__Given passage__
☆ ☆ ☆ ☆ ☆ ☆ ☆

Recently, two biochemists at Michigan State University in East Lansing applied the same idea to graphs created by instruments used to analyze urine and other chemical mixtures. In this case, the graphs are spewed out by analytical instruments such as gas chromatographs. Creating a set of spikes across a roll of paper, they record which compounds and how much of each are present in a sample. A computer coupled with a Moog synthesizer translates spike heights into musical notes. A higher spike means a higher pitch.
The researchers, Charles C. Sweeley and John F. Holland, say their method may be useful for monitoring the quality of industrial or laboratory processes. Instead of examining every chart that comes off an instrument, technicians could just listen for "sour" notes that may indicate a problem. Sweeley himself has set analyses of urine samples to music, and from the results he can detect differences among samples from people with certain genetic diseases.
Sound, like Chernoff cartoon faces, can also be used to represent data involving several variables. That was tried more than five years ago, when Joseph J. Mezrich and two of his colleagues at the Exxon Research and Engineering Co. in Annnadale, N.J., used the combination of computer animation and computer music to identify economic trends. In a sense, their approach was like a movie with an orchestral soundtrack, with animated figures on the screen and various musical instruments taking on the roles of variables.
Mezrich experimented with plotting economic data to look for signs of boom or bust. For example, an economist looking for indications of an impending depression may track car sales as one variable, unemployment figures as another, housing starts as a third, the value of the dollar overseas as a fourth and so on. As the values of these variables rise and fall from month to month, certain combinations and patterns in the data could foreshadow serious economic problems. All of these data can be orchestrated into an animated feature that attempts to foretell the future.
Mezrich's results were encouraging enough for Exxon to consider his technique of combining sound and animation as a way of analyzing seismic data collected in the search for oil. Making sense of the maze of recorded measurements from underground explosions that shake the earth and send sound waves over long distances is a major task consuming vast quantities of computer time. Converting the data to music may uncover the subtle hints that add up to a significant oil reservoir deep underground.
Whether it's looking for economic trends, categorizing chemical compounds, diagnosing heart ailments, or studying the quality of synthetic speech, the challenge is to make sense of masses of data -- to find the diamond in a statistical mountain. Human beings have trouble coping with pages of pages of numbers. By turning those numbers into a graph, a picture or musical sounds, analysts find it easier to pick out a useful pattern or trend. The tough problem is finding the right one to use.
Researchers sitting at their computer work stations will eventually be able to call on a broad range of data-analysis tools to guide their work. With a few keystrokes, analysts will be able to transform numbers into shapes dancing across a screen to the tune of a computer-synthesized ballad. Searching for insight, they will be able to shift easily from one representation to another, altering colors, adding or subtracting sounds, trying various shapes.
But the story could end with an ironic twist: The availability of so many different ways of representing data might itself contribute to the data-overload problem.

☆ ☆ ☆ ☆ ☆ ☆ ☆

__Data listing__
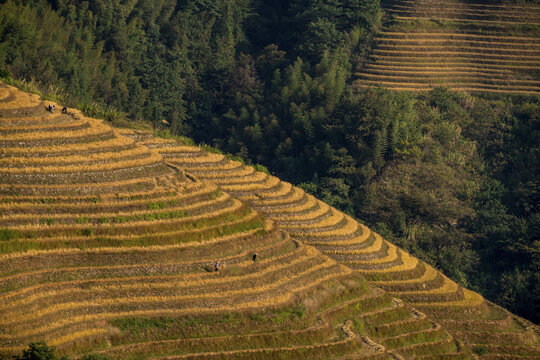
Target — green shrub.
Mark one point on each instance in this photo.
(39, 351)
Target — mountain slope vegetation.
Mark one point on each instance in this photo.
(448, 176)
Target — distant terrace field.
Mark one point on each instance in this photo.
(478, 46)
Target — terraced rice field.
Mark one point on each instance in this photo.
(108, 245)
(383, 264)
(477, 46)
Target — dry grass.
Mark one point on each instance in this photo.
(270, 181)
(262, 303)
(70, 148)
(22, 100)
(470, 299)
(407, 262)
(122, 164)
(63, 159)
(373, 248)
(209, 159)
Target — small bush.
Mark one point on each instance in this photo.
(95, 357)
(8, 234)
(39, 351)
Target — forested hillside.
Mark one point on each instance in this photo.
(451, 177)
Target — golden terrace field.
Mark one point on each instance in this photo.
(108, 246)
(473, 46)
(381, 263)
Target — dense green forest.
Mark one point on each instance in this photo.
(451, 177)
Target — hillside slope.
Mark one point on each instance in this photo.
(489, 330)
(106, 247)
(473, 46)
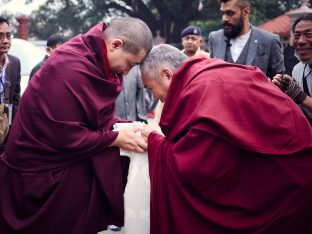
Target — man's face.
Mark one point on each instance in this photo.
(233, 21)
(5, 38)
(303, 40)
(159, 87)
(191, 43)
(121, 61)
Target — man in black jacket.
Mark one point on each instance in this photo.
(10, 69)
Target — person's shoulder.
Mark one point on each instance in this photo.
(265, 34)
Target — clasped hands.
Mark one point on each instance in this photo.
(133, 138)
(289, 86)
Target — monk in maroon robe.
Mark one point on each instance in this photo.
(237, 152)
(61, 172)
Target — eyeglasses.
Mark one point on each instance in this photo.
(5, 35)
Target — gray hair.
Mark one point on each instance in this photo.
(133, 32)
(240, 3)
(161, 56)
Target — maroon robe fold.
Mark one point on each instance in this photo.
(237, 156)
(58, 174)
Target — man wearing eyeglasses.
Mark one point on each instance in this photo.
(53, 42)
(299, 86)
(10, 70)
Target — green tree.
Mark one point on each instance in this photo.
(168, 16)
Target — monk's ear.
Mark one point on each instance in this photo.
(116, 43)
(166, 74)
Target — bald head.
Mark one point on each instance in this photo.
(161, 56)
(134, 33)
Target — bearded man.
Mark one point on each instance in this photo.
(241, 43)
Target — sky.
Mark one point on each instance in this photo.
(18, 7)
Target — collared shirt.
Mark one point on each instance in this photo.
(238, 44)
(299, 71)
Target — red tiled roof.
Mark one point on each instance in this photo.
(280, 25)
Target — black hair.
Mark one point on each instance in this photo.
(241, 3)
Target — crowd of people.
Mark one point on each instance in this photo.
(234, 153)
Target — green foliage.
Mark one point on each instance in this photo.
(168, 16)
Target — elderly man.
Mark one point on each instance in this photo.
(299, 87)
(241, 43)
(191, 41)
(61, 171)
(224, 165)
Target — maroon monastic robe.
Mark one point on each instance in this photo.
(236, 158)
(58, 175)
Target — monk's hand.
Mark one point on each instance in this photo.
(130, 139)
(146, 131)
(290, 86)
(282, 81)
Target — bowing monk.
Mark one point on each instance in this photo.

☆ ☆ ☆ ☆ ☆ ☆ ☆

__Task prompt__
From the text on turning data into sound, list every economic variable that an economist watching for an impending depression might track.

__Written solution__
- Car sales
- Unemployment figures
- Housing starts
- The value of the dollar overseas